===== Dataset records =====

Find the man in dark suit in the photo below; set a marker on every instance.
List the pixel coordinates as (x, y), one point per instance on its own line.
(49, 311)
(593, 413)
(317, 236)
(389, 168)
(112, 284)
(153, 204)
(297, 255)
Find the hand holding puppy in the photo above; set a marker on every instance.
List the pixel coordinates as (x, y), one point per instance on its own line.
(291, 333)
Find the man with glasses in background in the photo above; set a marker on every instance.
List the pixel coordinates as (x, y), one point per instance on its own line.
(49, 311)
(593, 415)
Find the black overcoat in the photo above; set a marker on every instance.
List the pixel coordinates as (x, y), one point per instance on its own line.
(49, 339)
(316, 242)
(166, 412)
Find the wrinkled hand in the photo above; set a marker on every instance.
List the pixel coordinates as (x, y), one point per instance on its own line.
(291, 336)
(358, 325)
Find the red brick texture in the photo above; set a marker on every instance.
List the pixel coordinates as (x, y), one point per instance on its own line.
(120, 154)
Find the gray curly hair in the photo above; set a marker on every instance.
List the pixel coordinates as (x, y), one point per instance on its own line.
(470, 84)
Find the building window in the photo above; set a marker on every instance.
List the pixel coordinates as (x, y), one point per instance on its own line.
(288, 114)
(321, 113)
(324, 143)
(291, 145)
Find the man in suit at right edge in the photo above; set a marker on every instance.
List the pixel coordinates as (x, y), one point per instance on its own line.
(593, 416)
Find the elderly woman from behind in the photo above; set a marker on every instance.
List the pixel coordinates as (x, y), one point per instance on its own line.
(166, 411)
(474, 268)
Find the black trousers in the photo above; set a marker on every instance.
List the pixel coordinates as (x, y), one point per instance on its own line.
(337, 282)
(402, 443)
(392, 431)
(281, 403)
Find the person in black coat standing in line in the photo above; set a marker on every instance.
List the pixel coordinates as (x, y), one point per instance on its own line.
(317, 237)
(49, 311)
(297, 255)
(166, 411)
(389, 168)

=====

• **The problem**: Every line of the listing above should be copied word for word.

• **Reply to the exercise**:
Find the man in dark suit in the photo below; set a marker on every instance.
List the pixel coordinates as (x, y), one point per instance on its own line.
(49, 311)
(593, 413)
(317, 236)
(389, 168)
(112, 284)
(153, 204)
(297, 255)
Find the hand holding puppy in the photo above; set a marker on every instance.
List the pixel coordinates as (x, y), one point per instance on its own line.
(291, 333)
Find the man with glasses in background in the photo above; set a marker on every instance.
List the pixel coordinates as (x, y), one point per instance on its own line.
(49, 311)
(593, 415)
Find the black overcoat in the photo above; set a marker on every instance.
List the pixel coordinates as (x, y), one point per instance on its own line.
(49, 339)
(316, 242)
(166, 412)
Find the wrinkled hand in the photo above; set a marker on every instance.
List the pixel coordinates as (x, y), one point per instance on its own line.
(291, 336)
(358, 325)
Find the red brick texture in the photo above; set a marker on every instance.
List the pixel coordinates as (x, y), one point per instance on its own line.
(120, 154)
Find the gray curly hair in the photo above; set a marker on every instance.
List the pixel coordinates as (x, y), one point per instance on its own line.
(470, 84)
Find the building window in the photo above; set a marker on every instance.
List the pixel coordinates as (x, y), one point per instance on its own line.
(288, 114)
(321, 113)
(324, 143)
(291, 145)
Find the man in suit at right edge in the photo above; set a marker on every instance.
List the pixel coordinates as (x, y), one point per instance on its own line.
(593, 416)
Find the elderly woman from behind in the photo above; set a marker on every instance.
List the pixel coordinates as (x, y), one point per instance on its own line.
(166, 411)
(474, 268)
Find the black trousers in the photo above; set a marker on every instance.
List the pixel coordinates as (x, y), one point per instance on its own line.
(337, 282)
(402, 443)
(392, 431)
(281, 403)
Find the person in black coat standing in line in the photo above; set a marker on every instance.
List the pixel coordinates as (x, y), one point per instance on its own line.
(317, 237)
(49, 311)
(297, 255)
(166, 411)
(389, 168)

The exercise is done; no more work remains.